[Stored data]
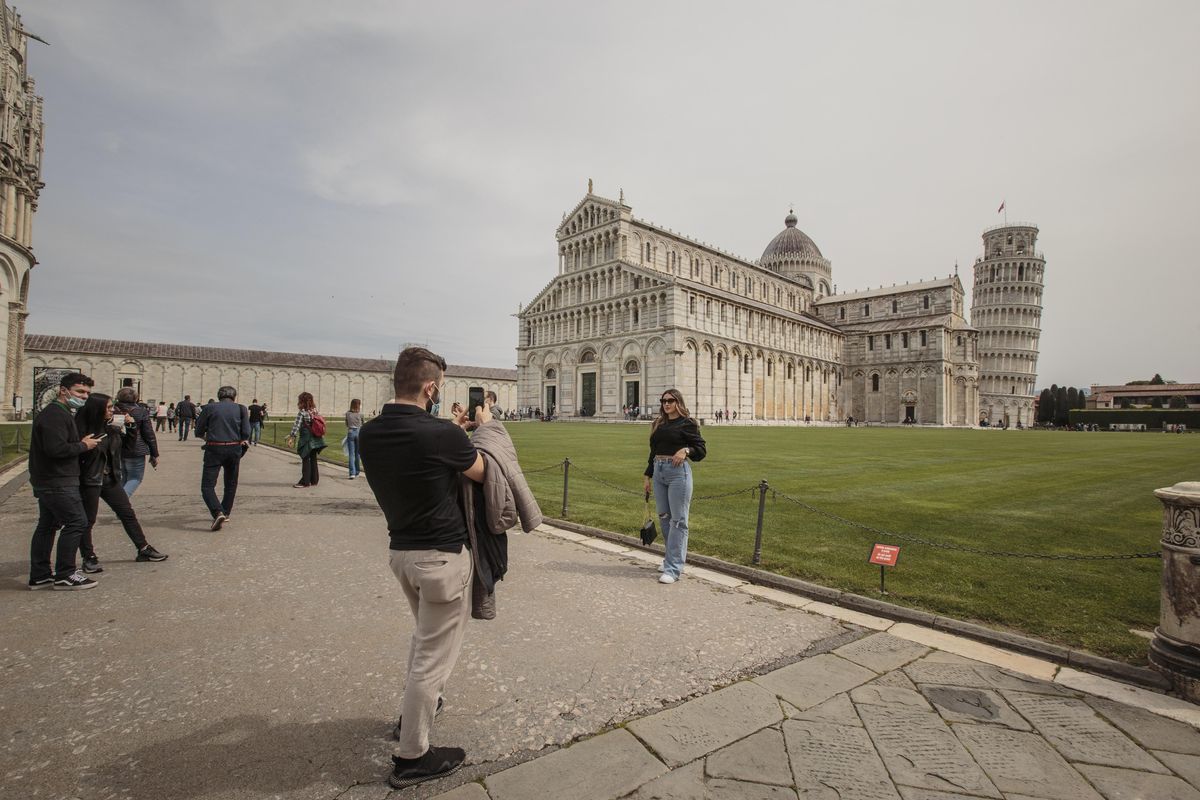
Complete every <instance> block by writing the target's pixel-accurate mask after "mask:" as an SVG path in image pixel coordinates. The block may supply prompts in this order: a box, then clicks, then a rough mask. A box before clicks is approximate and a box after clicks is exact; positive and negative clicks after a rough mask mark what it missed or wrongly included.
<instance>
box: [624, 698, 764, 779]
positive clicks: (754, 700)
mask: <svg viewBox="0 0 1200 800" xmlns="http://www.w3.org/2000/svg"><path fill="white" fill-rule="evenodd" d="M782 718H784V711H782V709H781V708H780V706H779V703H778V702H776V700H775V697H774V694H772V693H770V692H769V691H767V690H764V688H762V687H760V686H757V685H755V684H754V682H750V681H740V682H738V684H734V685H732V686H727V687H725V688H722V690H719V691H715V692H713V693H712V694H707V696H704V697H701V698H697V699H695V700H691V702H689V703H684V704H683V705H679V706H677V708H673V709H667V710H666V711H660V712H659V714H655V715H653V716H648V717H643V718H641V720H636V721H634V722H630V723H629V729H630V730H632V732H634V733H635V734H637V738H638V739H641V740H642V741H644V742H646V744H647V745H648V746H649V747H652V748H653V750H654V752H655V753H658V754H659V757H660V758H661V759H662V760H664V762H666V763H667V764H670V765H672V766H679V765H680V764H686V763H688V762H690V760H695V759H696V758H700V757H701V756H706V754H708V753H710V752H713V751H714V750H719V748H720V747H724V746H725V745H728V744H730V742H733V741H737V740H738V739H742V738H743V736H748V735H750V734H751V733H754V732H756V730H761V729H763V728H766V727H767V726H772V724H775V723H778V722H781V721H782Z"/></svg>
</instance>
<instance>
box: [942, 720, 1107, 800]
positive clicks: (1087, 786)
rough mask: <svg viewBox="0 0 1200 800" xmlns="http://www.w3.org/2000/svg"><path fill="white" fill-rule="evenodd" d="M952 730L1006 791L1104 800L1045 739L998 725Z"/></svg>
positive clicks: (1038, 794) (1093, 799)
mask: <svg viewBox="0 0 1200 800" xmlns="http://www.w3.org/2000/svg"><path fill="white" fill-rule="evenodd" d="M954 734H955V735H956V736H958V739H959V741H961V742H962V744H964V746H966V748H967V751H968V752H970V753H971V756H972V757H973V758H974V759H976V762H977V763H978V764H979V766H982V768H983V770H984V772H986V774H988V777H990V778H991V781H992V783H995V784H996V788H998V789H1000V790H1001V792H1003V793H1004V794H1006V795H1009V796H1010V795H1013V794H1020V795H1024V796H1030V798H1040V799H1042V800H1103V799H1102V798H1100V795H1099V794H1097V792H1096V790H1094V789H1093V788H1092V787H1091V786H1088V783H1087V782H1086V781H1085V780H1084V778H1082V776H1081V775H1080V774H1079V772H1076V771H1075V770H1074V769H1073V768H1072V766H1070V764H1068V763H1067V762H1066V759H1063V757H1062V756H1060V754H1058V753H1057V751H1055V748H1054V747H1051V746H1050V745H1049V744H1046V741H1045V739H1043V738H1042V736H1039V735H1037V734H1036V733H1025V732H1021V730H1009V729H1007V728H1001V727H1000V726H974V724H956V726H954Z"/></svg>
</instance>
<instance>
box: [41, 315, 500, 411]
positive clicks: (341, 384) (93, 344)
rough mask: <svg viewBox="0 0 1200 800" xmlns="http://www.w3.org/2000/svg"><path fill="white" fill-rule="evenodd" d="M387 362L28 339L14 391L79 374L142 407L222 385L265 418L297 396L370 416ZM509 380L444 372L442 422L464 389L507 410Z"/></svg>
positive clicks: (261, 353)
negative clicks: (149, 402)
mask: <svg viewBox="0 0 1200 800" xmlns="http://www.w3.org/2000/svg"><path fill="white" fill-rule="evenodd" d="M395 367H396V362H395V360H386V359H355V357H348V356H334V355H307V354H302V353H272V351H269V350H238V349H232V348H210V347H192V345H186V344H158V343H154V342H118V341H113V339H88V338H74V337H68V336H42V335H29V336H26V337H25V373H24V375H23V381H24V383H23V385H22V392H23V393H24V396H25V397H28V398H31V399H34V395H35V390H34V381H35V377H36V375H37V374H38V373H40V372H41V371H42V369H47V368H50V369H55V368H56V369H79V371H80V372H83V373H84V374H86V375H90V377H91V378H92V379H94V380H95V381H96V386H95V391H97V392H103V393H104V395H115V393H116V390H118V389H121V387H122V386H132V387H133V389H136V390H138V395H140V397H142V399H143V401H146V402H150V403H156V402H158V401H162V402H164V403H174V402H178V401H180V399H182V397H184V395H191V396H192V401H194V402H197V403H204V402H208V399H209V398H210V397H216V396H217V389H218V387H220V386H224V385H229V386H234V387H235V389H236V390H238V402H239V403H244V404H250V402H251V401H252V399H254V398H258V401H259V402H263V403H266V404H268V407H269V409H270V413H271V415H272V416H287V415H292V414H294V413H295V408H296V397H298V396H299V395H300V392H310V393H312V396H313V398H314V399H316V401H317V407H318V408H319V409H320V410H322V413H323V414H326V415H329V414H340V413H342V411H346V410H347V409H348V408H349V405H350V399H352V398H359V399H361V401H362V410H364V413H366V414H372V413H377V411H378V410H379V409H380V408H383V404H384V403H388V402H391V399H392V398H394V397H395V392H394V391H392V383H391V375H392V369H395ZM516 377H517V375H516V371H515V369H494V368H491V367H463V366H458V365H449V366H448V368H446V381H445V386H444V389H443V399H442V415H443V416H448V415H449V413H450V405H451V403H455V402H458V403H462V404H463V405H466V404H467V395H468V389H469V387H470V386H480V387H482V389H484V390H485V391H486V390H492V391H494V392H496V395H497V398H498V403H499V404H500V408H503V409H505V410H509V409H511V408H515V407H516ZM34 405H35V403H32V402H31V403H30V408H32V407H34Z"/></svg>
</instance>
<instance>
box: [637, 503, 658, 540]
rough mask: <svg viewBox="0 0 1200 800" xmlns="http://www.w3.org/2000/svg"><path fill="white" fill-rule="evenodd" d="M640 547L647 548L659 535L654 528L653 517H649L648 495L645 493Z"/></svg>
mask: <svg viewBox="0 0 1200 800" xmlns="http://www.w3.org/2000/svg"><path fill="white" fill-rule="evenodd" d="M641 535H642V545H646V546H649V545H652V543H653V542H654V540H655V539H656V537H658V535H659V529H658V528H655V527H654V517H652V516H650V493H649V492H647V493H646V522H643V523H642V533H641Z"/></svg>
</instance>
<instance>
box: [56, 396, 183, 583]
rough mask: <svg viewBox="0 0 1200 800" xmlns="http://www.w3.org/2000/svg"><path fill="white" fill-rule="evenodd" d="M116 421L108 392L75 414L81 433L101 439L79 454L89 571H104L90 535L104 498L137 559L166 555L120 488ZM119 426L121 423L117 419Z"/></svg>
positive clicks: (140, 560)
mask: <svg viewBox="0 0 1200 800" xmlns="http://www.w3.org/2000/svg"><path fill="white" fill-rule="evenodd" d="M113 422H114V414H113V401H112V398H109V397H108V395H100V393H92V395H91V396H90V397H89V398H88V402H86V403H85V404H84V407H83V408H82V409H79V411H78V413H76V428H77V429H78V431H79V435H80V437H85V435H89V434H91V435H92V437H95V438H97V439H101V440H102V441H101V443H100V446H97V447H96V449H94V450H89V451H88V452H85V453H84V455H83V456H80V457H79V494H80V495H82V497H83V509H84V513H86V515H88V530H85V531H84V534H83V536H82V537H80V539H79V554H80V555H82V557H83V571H84V572H89V573H96V572H103V571H104V567H102V566H101V565H100V558H98V557H97V555H96V547H95V543H94V542H92V536H91V531H92V529H94V528H95V527H96V516H97V513H98V512H100V500H101V498H103V500H104V503H107V504H108V507H109V509H112V510H113V513H115V515H116V518H118V519H120V521H121V525H122V527H124V528H125V535H126V536H128V537H130V541H132V542H133V546H134V547H136V548H137V551H138V554H137V560H138V561H162V560H164V559H166V558H167V555H166V554H163V553H160V552H158V551H156V549H155V548H154V547H151V546H150V543H149V542H148V541H146V537H145V534H144V533H143V531H142V524H140V523H139V522H138V516H137V515H136V513H134V512H133V506H132V505H131V504H130V495H127V494H126V493H125V489H124V488H121V479H122V475H121V470H122V468H124V459H122V458H121V440H120V437H119V433H120V428H119V427H118V428H114V427H110V426H112V425H113ZM118 425H119V426H120V425H121V423H120V422H118Z"/></svg>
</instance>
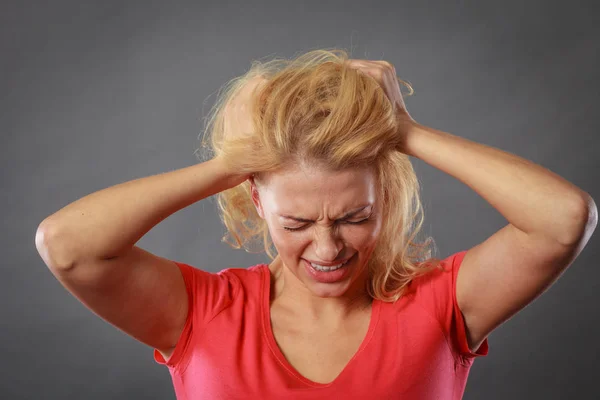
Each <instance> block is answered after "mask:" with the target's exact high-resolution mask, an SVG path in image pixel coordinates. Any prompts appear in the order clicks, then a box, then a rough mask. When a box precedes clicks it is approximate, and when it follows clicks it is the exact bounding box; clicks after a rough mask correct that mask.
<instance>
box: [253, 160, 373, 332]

DIRECTIONS | Beginning at the line above that contains "box: [56, 396, 183, 583]", return each line exactly through the line that contains "421L108 392L75 414L81", and no others.

EXERCISE SOLUTION |
box: [56, 396, 183, 583]
rough mask: <svg viewBox="0 0 1200 800" xmlns="http://www.w3.org/2000/svg"><path fill="white" fill-rule="evenodd" d="M116 421L108 392L75 414L81 433L101 439L79 454L89 571H104L90 535L104 498L137 559L166 555L120 488ZM119 426L121 423L117 419Z"/></svg>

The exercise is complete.